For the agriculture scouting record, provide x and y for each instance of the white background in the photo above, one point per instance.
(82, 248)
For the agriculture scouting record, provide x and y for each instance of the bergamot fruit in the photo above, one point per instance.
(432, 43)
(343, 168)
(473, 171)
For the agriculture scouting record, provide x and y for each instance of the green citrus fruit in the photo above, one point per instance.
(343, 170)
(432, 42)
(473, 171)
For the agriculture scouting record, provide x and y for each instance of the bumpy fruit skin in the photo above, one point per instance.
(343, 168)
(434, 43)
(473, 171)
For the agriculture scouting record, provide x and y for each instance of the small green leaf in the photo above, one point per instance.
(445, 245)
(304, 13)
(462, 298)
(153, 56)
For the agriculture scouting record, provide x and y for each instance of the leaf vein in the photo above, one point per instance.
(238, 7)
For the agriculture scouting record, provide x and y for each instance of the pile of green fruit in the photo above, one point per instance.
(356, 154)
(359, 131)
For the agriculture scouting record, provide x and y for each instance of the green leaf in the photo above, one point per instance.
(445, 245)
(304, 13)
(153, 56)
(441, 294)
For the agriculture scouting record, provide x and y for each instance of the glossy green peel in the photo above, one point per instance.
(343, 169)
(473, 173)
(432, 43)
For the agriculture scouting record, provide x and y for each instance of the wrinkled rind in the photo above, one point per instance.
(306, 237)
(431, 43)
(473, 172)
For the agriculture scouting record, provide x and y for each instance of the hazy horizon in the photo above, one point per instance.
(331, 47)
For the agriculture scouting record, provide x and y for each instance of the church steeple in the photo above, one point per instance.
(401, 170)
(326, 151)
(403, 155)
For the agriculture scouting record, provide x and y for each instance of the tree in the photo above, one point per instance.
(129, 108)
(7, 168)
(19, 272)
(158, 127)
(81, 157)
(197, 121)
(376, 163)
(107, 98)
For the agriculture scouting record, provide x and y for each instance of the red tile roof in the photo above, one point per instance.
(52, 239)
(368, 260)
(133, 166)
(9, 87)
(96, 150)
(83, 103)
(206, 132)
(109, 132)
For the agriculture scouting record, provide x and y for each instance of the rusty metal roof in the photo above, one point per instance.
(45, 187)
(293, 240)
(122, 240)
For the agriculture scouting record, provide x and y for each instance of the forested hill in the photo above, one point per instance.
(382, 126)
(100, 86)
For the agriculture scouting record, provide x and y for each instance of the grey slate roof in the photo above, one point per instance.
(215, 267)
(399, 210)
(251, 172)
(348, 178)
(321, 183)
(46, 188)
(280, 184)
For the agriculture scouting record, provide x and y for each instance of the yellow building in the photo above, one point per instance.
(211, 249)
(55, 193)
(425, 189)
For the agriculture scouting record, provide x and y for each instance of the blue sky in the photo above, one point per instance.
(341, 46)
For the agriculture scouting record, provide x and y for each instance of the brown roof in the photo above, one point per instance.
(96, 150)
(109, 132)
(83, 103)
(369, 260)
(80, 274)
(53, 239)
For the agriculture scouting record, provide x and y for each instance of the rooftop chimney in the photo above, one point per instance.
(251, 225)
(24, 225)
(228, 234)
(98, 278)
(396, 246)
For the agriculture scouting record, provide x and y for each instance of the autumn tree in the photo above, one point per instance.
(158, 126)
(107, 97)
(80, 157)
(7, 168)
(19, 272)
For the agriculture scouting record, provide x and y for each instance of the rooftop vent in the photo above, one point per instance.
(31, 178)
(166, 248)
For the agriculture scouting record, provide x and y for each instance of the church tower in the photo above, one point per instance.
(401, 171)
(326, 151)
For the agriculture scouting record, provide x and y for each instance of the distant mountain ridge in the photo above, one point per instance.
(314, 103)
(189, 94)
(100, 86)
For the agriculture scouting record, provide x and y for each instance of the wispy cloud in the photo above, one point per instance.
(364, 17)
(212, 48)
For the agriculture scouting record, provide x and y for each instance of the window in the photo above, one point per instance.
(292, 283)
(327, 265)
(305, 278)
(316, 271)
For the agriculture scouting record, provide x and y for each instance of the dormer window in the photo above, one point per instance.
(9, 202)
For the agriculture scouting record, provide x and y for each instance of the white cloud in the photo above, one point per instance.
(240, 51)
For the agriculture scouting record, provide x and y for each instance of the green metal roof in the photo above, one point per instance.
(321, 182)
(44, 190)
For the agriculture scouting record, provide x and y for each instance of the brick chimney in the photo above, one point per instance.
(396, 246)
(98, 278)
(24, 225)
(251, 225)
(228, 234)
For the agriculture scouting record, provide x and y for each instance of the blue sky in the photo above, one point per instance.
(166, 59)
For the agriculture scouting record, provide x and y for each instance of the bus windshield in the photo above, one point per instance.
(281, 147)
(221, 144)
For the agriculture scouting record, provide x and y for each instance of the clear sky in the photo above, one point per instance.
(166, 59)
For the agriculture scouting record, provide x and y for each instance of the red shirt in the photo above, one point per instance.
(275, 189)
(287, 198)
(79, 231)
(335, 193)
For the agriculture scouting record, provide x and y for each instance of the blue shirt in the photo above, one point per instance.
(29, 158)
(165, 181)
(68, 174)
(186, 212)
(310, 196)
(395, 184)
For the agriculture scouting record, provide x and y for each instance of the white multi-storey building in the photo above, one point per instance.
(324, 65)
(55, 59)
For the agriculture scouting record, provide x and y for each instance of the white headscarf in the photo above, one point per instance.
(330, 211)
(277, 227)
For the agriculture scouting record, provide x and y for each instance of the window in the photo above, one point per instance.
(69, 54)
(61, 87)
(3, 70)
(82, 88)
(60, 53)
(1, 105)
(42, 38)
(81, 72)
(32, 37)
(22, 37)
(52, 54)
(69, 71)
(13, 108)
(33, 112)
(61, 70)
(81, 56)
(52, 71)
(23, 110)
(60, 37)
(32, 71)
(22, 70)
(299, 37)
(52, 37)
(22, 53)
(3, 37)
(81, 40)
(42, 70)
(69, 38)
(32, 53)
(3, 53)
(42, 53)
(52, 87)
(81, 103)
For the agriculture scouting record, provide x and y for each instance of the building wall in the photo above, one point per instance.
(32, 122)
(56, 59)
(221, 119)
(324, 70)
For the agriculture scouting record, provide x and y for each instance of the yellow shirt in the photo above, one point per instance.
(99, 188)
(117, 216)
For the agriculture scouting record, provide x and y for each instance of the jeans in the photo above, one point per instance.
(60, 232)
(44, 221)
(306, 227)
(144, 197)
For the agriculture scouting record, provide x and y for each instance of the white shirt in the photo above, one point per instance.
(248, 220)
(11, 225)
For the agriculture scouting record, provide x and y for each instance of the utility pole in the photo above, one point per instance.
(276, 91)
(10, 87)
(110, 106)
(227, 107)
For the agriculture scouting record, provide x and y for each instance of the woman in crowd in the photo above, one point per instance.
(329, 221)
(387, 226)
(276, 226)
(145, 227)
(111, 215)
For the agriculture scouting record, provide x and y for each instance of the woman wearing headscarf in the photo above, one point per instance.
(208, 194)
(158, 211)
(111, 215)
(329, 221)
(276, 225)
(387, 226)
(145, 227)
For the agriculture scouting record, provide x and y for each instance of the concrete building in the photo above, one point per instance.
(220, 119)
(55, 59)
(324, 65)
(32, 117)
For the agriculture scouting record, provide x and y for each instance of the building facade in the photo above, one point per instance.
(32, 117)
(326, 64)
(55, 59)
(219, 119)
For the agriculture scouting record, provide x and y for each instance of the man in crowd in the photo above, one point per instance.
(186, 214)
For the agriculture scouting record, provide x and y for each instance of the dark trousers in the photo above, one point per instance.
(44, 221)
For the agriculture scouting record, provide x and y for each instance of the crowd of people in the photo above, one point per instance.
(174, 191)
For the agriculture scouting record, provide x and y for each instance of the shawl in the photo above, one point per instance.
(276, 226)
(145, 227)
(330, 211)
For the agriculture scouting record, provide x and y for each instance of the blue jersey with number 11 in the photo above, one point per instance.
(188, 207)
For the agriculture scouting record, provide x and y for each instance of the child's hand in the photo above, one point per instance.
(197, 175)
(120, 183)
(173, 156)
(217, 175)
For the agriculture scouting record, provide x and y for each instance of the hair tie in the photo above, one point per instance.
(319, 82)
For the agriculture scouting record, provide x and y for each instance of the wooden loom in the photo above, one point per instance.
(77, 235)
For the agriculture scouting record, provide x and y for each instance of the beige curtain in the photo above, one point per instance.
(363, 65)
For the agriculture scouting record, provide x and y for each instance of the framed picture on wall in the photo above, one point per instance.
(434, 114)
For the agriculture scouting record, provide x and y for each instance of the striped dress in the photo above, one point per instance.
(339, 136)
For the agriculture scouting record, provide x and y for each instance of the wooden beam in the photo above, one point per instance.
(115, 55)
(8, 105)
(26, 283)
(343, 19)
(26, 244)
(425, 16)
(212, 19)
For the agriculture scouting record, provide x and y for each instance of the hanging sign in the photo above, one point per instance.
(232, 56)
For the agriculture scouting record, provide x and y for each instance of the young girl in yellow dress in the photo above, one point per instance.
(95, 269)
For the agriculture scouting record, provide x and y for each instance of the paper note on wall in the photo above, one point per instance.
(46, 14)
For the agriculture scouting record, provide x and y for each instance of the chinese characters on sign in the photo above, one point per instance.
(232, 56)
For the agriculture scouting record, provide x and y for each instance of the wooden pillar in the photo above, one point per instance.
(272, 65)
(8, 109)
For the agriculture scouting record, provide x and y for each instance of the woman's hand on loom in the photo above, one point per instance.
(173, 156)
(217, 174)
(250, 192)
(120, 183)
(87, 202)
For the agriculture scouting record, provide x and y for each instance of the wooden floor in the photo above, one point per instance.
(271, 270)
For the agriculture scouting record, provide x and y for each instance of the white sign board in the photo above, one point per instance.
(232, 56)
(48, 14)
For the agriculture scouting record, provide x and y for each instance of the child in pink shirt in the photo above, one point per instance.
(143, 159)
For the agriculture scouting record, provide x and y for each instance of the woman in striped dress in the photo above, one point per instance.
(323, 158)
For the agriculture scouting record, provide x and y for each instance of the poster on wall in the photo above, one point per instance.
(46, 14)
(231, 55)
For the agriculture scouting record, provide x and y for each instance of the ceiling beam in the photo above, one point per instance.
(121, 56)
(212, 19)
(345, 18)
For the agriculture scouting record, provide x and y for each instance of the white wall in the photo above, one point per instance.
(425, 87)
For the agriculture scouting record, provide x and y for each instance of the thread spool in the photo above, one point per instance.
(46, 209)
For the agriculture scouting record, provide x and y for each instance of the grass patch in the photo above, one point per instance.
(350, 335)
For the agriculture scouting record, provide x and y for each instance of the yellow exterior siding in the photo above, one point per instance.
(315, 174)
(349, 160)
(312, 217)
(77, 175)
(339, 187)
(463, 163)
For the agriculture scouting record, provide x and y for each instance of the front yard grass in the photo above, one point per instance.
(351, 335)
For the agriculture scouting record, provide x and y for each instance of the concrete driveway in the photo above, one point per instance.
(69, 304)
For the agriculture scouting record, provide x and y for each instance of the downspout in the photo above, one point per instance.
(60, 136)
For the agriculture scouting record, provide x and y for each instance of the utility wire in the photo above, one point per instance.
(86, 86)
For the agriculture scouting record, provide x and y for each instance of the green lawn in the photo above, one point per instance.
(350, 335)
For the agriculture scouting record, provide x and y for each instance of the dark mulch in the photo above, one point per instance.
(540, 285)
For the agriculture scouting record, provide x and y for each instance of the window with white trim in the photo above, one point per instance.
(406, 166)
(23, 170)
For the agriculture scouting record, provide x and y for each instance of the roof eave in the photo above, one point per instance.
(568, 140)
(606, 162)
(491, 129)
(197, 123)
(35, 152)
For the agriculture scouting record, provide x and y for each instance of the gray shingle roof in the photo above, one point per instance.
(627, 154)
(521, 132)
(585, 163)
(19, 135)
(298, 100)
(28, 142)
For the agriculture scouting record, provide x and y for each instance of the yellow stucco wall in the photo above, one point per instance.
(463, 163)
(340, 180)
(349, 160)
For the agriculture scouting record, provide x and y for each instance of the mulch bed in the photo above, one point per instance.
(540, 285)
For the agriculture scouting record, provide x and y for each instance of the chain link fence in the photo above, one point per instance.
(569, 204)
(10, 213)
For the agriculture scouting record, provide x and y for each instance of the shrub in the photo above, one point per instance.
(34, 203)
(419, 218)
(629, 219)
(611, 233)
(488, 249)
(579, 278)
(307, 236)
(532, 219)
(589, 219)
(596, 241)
------------------------------------
• [Problem to work on]: Update the entries from the line with "the dark mulch" through the last line of the entries, changing "agriculture scouting record" to "crop survey record" and leaving everything else as it is. Give only those lines.

• [Complete output]:
For the crop survey record, provide x and y for each instance of the dark mulch in the photo above, one point per instance.
(540, 285)
For the crop survey record, provide x and y for each instance of the window with white trim in the photo above, one point per instance.
(406, 166)
(23, 170)
For the crop survey record, provide x and y for each instance of the roof eave in the photo above, one point per instance.
(568, 140)
(606, 162)
(491, 129)
(197, 123)
(35, 152)
For the crop survey record, provide x and y for each instance of the gray shingle roof in the photo above, one point per instance.
(627, 154)
(521, 132)
(585, 163)
(19, 135)
(298, 100)
(28, 142)
For the crop survey record, provide x and y for each instance of the yellow stucco wall in the photo above, one point per instance.
(463, 163)
(340, 180)
(349, 160)
For the crop survey record, provide x and y for each instance of the mulch bed in the photo above, one point per instance.
(540, 285)
For the crop survey record, provide x and y for each instance of the chain link fence in the photo above, one point per instance.
(569, 204)
(10, 213)
For the crop survey record, provide x and y for each instance of the shrub in the photo above, one point per instance.
(34, 203)
(419, 218)
(629, 219)
(611, 233)
(488, 249)
(579, 278)
(307, 236)
(532, 219)
(589, 219)
(596, 241)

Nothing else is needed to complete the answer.